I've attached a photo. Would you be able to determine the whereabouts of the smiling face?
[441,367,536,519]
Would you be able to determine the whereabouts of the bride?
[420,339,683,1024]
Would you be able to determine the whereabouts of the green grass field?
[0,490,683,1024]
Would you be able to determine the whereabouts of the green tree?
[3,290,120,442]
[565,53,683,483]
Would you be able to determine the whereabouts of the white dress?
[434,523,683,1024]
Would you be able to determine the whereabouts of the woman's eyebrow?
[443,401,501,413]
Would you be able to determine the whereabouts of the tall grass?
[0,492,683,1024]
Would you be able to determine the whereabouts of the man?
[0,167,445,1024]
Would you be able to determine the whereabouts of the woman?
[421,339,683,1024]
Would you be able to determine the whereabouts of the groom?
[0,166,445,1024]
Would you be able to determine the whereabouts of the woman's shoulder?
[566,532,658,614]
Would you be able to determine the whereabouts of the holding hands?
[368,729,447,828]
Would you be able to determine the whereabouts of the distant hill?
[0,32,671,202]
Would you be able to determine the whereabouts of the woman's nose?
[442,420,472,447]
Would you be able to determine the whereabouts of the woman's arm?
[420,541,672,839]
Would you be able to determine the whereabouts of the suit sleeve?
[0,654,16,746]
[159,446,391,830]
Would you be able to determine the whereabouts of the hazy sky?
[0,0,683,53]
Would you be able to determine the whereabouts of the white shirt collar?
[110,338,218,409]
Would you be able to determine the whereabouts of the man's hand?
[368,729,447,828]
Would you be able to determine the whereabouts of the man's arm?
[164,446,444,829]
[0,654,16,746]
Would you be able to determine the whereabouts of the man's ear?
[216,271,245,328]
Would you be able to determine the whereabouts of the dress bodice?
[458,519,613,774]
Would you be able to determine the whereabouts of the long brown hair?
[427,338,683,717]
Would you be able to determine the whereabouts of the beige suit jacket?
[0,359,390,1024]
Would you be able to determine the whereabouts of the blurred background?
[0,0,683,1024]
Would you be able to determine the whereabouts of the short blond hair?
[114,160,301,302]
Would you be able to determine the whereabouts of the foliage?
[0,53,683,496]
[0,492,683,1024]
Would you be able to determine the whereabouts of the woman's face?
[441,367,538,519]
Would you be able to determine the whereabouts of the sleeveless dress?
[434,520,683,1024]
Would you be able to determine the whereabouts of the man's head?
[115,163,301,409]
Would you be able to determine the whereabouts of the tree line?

AIM OF THE TASK:
Collect each line of the listing above that contains the word "white", treating uppercase and lowercase letters as distinct.

RESPONSE BELOW:
Would you be able to determine the whereabouts of the white dress?
Would you be able to determine the whereabouts of the white shirt collar?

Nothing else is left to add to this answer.